• _TUJUAN TUGAS A_
Tolong salin bagian kutipan teks yang dimulai dengan "Memang, bila kita" dan berlanjut hingga "salah satu contoh.".
• _TUJUAN TUGAS B_
Menurut kutipan teks, tentang apa Bung Karno mengajak Guntur mengobrol?

• _KUTIPAN TEKS_
┌──
Sekolah
Demokrasi bagi Anak-anak
Seto Mulyadi ; Ketua Umum Lembaga Perlindungan Anak Indonesia (LPAI);
Dosen Fakultas Psikologi
Universitas Gunadarma
|
MEDIA
INDONESIA, 28 Maret 2018
HAMPIR semua pemikiran Bung Karno
tentang bagaimana memerdekakan Indonesia, menegarakan Indonesia, dan
mendemokratisasi Indonesia ada di dalam karya-karya beliau. Namun, ada satu
lingkup yang luput dari buku-buku tersebut, yaitu Bung Karno belum membuat
ulasan tersendiri tentang bagaimana keluarga sebagai lingkungan terkecil dan
terdekat bagi setiap anak yang sesungguhnya juga memiliki peran sangat
signifikan dalam mendemokratisasi Indonesia.
Memang, bila kita buka
bacaan-bacaan lainnya tentang Bung Karno dan keluarganya, di dalam ruang
imajinasi kita akan terbayang suasana hangat interaksi antara Bung Karno dan
putra-putri beliau. Bagaimana ‘Sang Putra Fajar’ itu mengajak Guntur ngobrol
tentang profil para menteri, sambil meminta pandangan dari putra kesayangannya
itu, ialah salah satu contoh.
└──
• _DAFTAR CATATAN_
┌──
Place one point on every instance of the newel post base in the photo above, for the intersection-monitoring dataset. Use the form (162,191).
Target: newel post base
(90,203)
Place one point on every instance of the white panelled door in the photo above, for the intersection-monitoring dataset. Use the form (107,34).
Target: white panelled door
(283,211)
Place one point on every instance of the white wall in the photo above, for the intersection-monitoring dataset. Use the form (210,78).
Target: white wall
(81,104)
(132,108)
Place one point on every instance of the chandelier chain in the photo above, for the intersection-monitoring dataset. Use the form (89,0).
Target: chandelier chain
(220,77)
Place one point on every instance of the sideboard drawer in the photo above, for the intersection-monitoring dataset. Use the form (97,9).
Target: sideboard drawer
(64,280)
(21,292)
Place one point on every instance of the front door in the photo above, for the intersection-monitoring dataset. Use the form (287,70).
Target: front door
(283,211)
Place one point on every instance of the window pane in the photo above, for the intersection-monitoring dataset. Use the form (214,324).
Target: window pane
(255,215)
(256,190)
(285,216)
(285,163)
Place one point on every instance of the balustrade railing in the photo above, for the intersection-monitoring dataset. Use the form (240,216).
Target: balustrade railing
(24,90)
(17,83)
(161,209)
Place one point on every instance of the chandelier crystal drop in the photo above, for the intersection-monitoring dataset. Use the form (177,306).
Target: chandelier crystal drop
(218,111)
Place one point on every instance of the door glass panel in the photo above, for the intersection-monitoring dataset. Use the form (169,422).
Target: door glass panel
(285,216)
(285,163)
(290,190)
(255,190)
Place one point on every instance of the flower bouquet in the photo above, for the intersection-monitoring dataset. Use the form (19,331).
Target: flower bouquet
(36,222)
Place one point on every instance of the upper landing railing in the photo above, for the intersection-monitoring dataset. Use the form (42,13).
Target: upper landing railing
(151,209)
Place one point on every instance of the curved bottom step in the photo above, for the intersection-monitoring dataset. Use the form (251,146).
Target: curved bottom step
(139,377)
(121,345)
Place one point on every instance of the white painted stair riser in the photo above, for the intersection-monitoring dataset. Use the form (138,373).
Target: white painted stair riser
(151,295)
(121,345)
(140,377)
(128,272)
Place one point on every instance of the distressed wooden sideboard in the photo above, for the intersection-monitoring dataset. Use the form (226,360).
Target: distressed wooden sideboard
└──
• _HASIL LENGKAP A_
Memang, bila kita buka
bacaan-bacaan lainnya tentang Bung Karno dan keluarganya, di dalam ruang
imajinasi kita akan terbayang suasana hangat interaksi antara Bung Karno dan
putra-putri beliau. Bagaimana ‘Sang Putra Fajar’ itu mengajak Guntur ngobrol
tentang profil para menteri, sambil meminta pandangan dari putra kesayangannya
itu, ialah salah satu contoh.

• _HASIL LENGKAP B_
Tentang profil para menteri, sambil meminta pandangan Guntur.